SELECTED TEXT:
---
# Stellar Metallicities and Elemental Abundance Ratios of z~1.4 Massive   Quiescent Galaxies

**Authors:** Mariska Kriek, Sedona H. Price, Charlie Conroy, Katherine Suess,, Lamiya Mowla, Imad Pasha, Rachel Bezanson, Pieter van Dokkum, Guillermo, Barro

arXiv: 1907.04327 · 2019-08-07

## TL;DR

This study presents detailed chemical abundance measurements of five massive quiescent galaxies at z~1.4, revealing insights into their formation history and the evolution of stellar populations over cosmic time.

## Contribution

First measurements of stellar absorption features and abundance ratios in quiescent galaxies at z~1.4, extending chemical composition studies beyond star-forming galaxies at similar redshifts.

## Key findings

- [Mg/Fe] positively correlates with stellar mass.
- [Fe/H] remains roughly constant across masses.
- Short star-formation timescales of 0.2-1.0 Gyr.
---
ENTRIES SHOWN:
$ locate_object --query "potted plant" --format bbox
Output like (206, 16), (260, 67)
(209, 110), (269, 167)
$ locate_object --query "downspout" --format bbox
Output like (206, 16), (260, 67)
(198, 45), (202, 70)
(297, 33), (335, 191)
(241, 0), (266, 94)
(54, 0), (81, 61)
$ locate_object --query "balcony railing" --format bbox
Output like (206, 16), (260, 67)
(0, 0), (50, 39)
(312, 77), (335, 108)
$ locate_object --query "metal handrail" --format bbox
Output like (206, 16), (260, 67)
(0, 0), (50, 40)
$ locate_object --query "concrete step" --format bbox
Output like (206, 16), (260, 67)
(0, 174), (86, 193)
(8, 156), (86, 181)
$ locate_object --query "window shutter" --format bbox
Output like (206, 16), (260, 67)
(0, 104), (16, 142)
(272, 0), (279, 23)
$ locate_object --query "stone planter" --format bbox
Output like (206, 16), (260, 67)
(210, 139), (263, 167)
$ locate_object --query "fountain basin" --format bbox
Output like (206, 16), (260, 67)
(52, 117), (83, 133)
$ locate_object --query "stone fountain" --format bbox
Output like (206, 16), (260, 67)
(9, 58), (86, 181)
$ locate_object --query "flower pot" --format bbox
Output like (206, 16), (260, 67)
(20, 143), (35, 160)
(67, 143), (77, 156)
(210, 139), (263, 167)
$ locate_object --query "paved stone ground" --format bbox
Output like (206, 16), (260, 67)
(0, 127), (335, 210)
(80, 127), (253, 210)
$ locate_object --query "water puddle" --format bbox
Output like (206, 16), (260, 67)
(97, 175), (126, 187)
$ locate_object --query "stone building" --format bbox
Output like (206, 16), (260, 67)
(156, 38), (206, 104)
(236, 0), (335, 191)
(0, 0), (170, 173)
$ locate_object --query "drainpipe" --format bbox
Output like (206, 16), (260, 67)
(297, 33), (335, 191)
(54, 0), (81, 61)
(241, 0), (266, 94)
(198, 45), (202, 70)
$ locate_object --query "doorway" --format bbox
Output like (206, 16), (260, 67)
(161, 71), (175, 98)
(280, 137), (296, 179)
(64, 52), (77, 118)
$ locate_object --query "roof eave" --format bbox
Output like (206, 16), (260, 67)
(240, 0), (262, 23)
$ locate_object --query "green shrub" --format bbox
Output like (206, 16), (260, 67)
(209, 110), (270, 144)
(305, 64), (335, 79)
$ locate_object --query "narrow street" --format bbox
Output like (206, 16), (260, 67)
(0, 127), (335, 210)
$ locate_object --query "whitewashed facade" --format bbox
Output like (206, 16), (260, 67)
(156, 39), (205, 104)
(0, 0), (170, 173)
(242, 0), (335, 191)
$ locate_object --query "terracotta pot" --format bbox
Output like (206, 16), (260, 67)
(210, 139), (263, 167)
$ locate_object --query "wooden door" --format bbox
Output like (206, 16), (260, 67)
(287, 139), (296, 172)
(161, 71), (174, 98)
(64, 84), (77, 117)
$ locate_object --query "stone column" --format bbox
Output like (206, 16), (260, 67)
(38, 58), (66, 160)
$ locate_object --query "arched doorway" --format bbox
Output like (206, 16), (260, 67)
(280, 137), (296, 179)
---
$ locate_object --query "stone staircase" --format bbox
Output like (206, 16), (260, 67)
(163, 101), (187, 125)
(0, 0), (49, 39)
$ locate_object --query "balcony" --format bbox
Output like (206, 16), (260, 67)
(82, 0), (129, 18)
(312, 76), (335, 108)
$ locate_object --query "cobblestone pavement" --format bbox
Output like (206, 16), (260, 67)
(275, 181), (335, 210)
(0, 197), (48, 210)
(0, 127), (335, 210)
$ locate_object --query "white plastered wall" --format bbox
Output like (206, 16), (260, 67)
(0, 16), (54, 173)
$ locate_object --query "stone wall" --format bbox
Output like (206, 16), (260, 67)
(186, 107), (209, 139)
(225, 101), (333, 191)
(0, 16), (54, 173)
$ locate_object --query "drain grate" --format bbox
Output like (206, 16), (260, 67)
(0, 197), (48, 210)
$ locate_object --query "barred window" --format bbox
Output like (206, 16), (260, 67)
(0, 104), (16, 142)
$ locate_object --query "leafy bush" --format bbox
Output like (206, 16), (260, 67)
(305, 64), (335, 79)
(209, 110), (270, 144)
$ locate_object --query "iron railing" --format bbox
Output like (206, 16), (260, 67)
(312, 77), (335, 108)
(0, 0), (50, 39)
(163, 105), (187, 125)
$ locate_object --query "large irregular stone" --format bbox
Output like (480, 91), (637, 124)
---
WORK TO DO:
a) Update the summary of the z~1.4 quiescent galaxies paper: give everything from "This study presents" down to "with stellar mass." again, with "cosmic time" changed to "billions of years".
b) According to the quiescent galaxies summary, what range of star-formation timescales did the study find?

COMPLETED EXERCISE:
a)
This study presents detailed chemical abundance measurements of five massive quiescent galaxies at z~1.4, revealing insights into their formation history and the evolution of stellar populations over billions of years.

## Contribution

First measurements of stellar absorption features and abundance ratios in quiescent galaxies at z~1.4, extending chemical composition studies beyond star-forming galaxies at similar redshifts.

## Key findings

- [Mg/Fe] positively correlates with stellar mass.

b) 0.2-1.0 Gyr.